[Entries from a pointing dataset]:
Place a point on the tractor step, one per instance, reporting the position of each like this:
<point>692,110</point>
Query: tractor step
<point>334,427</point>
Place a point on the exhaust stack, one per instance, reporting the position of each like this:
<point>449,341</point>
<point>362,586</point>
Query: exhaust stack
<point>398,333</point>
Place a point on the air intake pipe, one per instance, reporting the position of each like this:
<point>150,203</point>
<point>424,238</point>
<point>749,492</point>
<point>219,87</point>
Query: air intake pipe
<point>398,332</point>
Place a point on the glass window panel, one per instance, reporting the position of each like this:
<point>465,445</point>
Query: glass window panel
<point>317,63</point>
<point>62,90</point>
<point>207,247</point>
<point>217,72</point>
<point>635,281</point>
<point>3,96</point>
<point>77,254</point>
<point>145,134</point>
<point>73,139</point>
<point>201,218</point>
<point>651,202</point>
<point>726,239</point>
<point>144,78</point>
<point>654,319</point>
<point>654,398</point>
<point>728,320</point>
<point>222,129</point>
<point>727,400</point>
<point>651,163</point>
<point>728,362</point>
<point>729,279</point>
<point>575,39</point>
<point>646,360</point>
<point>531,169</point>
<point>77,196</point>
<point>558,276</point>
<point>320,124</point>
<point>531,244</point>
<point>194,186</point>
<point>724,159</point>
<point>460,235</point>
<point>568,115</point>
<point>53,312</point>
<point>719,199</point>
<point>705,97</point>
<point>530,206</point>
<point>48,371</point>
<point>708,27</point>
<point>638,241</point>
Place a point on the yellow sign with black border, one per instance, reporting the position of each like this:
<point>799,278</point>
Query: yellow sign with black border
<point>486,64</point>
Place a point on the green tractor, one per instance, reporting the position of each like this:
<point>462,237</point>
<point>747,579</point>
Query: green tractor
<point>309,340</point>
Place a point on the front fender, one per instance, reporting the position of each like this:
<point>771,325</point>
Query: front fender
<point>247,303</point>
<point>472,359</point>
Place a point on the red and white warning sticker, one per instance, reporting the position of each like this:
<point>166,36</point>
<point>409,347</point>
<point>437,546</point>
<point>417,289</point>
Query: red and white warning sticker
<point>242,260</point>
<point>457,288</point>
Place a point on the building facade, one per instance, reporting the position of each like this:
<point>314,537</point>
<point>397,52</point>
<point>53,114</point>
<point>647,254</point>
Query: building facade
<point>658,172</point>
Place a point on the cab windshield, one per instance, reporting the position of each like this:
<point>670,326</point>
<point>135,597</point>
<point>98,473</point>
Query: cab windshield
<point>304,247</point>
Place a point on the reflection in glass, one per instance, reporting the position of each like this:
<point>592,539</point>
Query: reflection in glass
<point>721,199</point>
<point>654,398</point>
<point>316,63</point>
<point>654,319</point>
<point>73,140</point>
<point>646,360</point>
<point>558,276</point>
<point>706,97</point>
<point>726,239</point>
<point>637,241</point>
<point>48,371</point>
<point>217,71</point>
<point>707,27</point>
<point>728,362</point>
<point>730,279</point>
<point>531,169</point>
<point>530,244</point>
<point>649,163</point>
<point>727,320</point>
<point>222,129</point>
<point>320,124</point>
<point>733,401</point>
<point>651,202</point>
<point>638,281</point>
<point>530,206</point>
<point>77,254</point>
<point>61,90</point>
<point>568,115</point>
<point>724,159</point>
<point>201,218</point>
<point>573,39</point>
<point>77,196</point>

[What to produce]: Put every line from the one containing "Place a point on the reflection" through the end of the entries into a Markdown table with the columns Row and Line. Number each line in Row and skip any blank lines.

[Full solution]:
| Row | Line |
|---|---|
| 1 | Place a point on the reflection in glass, one per instance, reporting the position of each like this: |
| 2 | <point>592,539</point> |
| 3 | Query: reflection in glass |
| 4 | <point>721,199</point> |
| 5 | <point>654,398</point> |
| 6 | <point>316,63</point> |
| 7 | <point>654,319</point> |
| 8 | <point>73,140</point> |
| 9 | <point>646,360</point> |
| 10 | <point>558,276</point> |
| 11 | <point>706,97</point> |
| 12 | <point>726,239</point> |
| 13 | <point>637,241</point> |
| 14 | <point>48,371</point> |
| 15 | <point>217,71</point> |
| 16 | <point>707,27</point> |
| 17 | <point>728,362</point> |
| 18 | <point>730,279</point> |
| 19 | <point>531,169</point> |
| 20 | <point>530,244</point> |
| 21 | <point>649,163</point> |
| 22 | <point>727,320</point> |
| 23 | <point>222,129</point> |
| 24 | <point>320,124</point> |
| 25 | <point>733,401</point> |
| 26 | <point>651,202</point> |
| 27 | <point>638,281</point> |
| 28 | <point>530,206</point> |
| 29 | <point>77,254</point> |
| 30 | <point>61,90</point> |
| 31 | <point>568,115</point> |
| 32 | <point>724,159</point> |
| 33 | <point>201,218</point> |
| 34 | <point>573,39</point> |
| 35 | <point>77,196</point> |